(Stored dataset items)
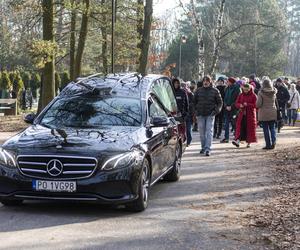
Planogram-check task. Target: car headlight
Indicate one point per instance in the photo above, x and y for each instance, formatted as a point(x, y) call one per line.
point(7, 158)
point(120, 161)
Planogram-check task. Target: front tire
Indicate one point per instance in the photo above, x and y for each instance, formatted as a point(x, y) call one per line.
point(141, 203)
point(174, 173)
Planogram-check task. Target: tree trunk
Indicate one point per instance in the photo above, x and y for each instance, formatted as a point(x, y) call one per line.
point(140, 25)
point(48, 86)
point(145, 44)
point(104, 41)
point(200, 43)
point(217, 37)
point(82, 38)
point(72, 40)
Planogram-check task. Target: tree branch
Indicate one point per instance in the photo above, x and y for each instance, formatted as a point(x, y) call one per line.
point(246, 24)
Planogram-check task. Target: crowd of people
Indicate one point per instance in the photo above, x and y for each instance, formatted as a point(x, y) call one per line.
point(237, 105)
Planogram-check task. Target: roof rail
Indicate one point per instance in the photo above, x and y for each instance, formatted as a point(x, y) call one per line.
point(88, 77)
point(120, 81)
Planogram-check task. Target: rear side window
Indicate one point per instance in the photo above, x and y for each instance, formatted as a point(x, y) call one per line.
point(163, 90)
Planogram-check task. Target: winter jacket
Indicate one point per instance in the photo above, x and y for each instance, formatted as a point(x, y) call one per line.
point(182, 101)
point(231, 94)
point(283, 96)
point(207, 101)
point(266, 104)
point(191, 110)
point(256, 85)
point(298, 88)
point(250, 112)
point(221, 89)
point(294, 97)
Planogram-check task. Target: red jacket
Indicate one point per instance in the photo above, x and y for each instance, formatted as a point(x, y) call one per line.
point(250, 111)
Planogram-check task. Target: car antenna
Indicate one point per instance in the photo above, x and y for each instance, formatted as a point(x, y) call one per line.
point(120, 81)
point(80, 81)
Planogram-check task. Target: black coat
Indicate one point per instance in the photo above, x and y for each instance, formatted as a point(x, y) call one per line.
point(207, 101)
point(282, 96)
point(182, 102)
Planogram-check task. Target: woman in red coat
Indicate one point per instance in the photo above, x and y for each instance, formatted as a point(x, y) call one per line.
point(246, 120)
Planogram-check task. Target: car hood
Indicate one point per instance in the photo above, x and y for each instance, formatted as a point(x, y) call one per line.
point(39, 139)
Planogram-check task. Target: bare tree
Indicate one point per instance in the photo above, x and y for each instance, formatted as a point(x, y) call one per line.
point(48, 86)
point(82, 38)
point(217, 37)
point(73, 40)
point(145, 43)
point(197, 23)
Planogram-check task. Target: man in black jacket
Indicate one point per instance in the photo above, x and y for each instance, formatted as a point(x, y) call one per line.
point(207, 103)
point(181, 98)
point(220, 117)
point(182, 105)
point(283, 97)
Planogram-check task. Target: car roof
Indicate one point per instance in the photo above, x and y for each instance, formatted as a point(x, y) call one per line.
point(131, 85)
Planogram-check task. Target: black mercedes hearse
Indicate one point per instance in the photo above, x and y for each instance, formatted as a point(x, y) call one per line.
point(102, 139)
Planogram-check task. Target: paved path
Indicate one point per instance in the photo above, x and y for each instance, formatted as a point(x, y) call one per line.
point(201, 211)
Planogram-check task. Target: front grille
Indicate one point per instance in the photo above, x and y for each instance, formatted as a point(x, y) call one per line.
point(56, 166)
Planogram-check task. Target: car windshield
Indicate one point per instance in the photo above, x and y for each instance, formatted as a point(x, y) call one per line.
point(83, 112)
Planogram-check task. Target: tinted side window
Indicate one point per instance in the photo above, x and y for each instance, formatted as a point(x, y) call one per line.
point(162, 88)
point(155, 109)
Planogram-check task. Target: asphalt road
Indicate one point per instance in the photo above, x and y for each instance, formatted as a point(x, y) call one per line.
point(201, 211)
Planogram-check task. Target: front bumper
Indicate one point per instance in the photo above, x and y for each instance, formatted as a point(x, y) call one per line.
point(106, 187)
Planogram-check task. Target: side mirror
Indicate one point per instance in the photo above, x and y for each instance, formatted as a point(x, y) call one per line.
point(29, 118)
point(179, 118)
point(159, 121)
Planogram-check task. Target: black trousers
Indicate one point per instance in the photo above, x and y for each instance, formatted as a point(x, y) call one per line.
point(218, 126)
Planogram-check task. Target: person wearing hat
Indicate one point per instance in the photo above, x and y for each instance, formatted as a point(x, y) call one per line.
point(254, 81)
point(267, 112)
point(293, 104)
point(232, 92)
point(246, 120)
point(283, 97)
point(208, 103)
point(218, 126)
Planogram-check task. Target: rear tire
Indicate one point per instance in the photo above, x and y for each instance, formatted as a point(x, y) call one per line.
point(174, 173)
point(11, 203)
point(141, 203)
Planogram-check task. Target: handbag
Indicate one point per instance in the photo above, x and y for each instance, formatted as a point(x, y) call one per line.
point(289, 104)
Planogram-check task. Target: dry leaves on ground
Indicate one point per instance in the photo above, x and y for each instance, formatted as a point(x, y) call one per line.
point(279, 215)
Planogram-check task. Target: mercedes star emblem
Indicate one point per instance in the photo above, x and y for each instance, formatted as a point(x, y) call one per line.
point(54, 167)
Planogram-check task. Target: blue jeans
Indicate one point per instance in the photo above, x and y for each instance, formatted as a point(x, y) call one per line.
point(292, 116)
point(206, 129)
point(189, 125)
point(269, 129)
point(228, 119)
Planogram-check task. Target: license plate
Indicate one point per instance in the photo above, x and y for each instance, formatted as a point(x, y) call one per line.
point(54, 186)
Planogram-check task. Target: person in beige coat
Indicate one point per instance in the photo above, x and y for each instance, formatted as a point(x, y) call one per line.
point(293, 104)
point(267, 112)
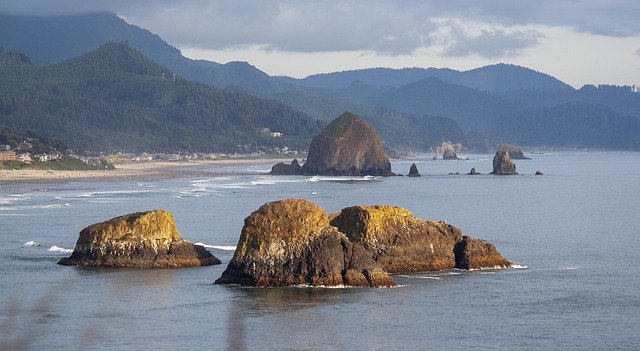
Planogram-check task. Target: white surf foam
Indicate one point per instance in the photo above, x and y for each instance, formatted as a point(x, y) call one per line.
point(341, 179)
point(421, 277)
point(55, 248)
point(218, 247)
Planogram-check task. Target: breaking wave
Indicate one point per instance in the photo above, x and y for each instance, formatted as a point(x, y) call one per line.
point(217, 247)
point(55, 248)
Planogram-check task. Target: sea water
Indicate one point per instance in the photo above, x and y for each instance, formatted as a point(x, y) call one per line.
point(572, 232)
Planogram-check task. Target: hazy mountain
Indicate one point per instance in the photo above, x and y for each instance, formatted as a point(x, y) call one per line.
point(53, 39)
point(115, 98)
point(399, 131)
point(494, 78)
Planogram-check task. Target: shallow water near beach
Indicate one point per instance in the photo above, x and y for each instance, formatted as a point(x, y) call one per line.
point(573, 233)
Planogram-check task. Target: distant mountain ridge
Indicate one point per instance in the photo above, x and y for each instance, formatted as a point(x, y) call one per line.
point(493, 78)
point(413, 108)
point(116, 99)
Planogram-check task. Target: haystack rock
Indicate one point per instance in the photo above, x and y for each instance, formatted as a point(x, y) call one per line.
* * *
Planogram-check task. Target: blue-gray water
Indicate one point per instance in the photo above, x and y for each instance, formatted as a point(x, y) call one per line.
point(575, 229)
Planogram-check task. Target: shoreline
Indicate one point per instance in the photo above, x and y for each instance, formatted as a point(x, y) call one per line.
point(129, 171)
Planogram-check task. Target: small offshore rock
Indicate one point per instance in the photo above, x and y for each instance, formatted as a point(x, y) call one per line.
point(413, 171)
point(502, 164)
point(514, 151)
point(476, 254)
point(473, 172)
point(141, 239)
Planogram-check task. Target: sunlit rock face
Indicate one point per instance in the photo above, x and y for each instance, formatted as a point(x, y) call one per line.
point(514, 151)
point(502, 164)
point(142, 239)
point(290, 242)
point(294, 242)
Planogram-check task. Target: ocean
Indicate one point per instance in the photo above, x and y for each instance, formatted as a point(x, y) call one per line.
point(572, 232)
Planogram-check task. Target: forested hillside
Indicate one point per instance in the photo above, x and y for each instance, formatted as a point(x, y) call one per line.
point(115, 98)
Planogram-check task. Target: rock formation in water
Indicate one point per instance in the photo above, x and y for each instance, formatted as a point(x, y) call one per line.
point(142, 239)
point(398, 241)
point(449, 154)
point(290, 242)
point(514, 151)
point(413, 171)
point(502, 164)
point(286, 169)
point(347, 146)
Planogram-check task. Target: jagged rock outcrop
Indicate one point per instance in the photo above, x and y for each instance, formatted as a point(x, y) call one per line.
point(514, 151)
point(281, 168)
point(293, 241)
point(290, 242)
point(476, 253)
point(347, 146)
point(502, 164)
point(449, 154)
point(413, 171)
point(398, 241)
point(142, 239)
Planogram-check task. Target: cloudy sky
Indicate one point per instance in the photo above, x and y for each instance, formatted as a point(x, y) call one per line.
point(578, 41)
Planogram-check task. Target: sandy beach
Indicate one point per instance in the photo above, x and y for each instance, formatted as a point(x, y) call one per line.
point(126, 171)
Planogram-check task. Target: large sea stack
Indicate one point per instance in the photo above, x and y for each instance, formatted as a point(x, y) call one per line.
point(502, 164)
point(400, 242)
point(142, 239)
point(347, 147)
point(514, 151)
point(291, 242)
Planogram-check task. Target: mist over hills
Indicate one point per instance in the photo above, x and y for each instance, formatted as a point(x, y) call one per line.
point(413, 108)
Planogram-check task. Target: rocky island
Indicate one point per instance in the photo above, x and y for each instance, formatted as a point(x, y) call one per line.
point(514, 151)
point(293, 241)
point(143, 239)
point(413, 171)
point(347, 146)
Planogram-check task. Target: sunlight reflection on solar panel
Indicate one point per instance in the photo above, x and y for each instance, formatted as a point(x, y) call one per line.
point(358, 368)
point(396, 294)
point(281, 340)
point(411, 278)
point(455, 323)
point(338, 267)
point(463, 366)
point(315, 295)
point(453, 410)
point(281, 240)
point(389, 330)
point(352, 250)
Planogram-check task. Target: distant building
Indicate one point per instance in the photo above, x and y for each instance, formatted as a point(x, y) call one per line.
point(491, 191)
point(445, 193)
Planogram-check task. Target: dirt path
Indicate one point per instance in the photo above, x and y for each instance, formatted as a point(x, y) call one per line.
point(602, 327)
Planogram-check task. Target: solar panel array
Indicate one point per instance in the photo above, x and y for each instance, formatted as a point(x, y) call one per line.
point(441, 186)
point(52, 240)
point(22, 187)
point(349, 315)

**What the task asks:**
Write out, unchanged, the lines of the entries above, from the line containing "Planogram-check task. Target: front tire" up to and including the line containing "point(72, 40)".

**Final result:**
Planogram-check task. Target: front tire
Indicate one point per instance in the photo above, x and y for each instance, formatted as a point(x, y) call one per line.
point(141, 203)
point(174, 173)
Planogram-check task. Target: tree trunk
Indicate one point per instance in the photo above, x and y for each instance, formatted as a point(x, y) call one per line.
point(140, 25)
point(48, 86)
point(145, 44)
point(104, 41)
point(200, 43)
point(217, 37)
point(82, 38)
point(72, 40)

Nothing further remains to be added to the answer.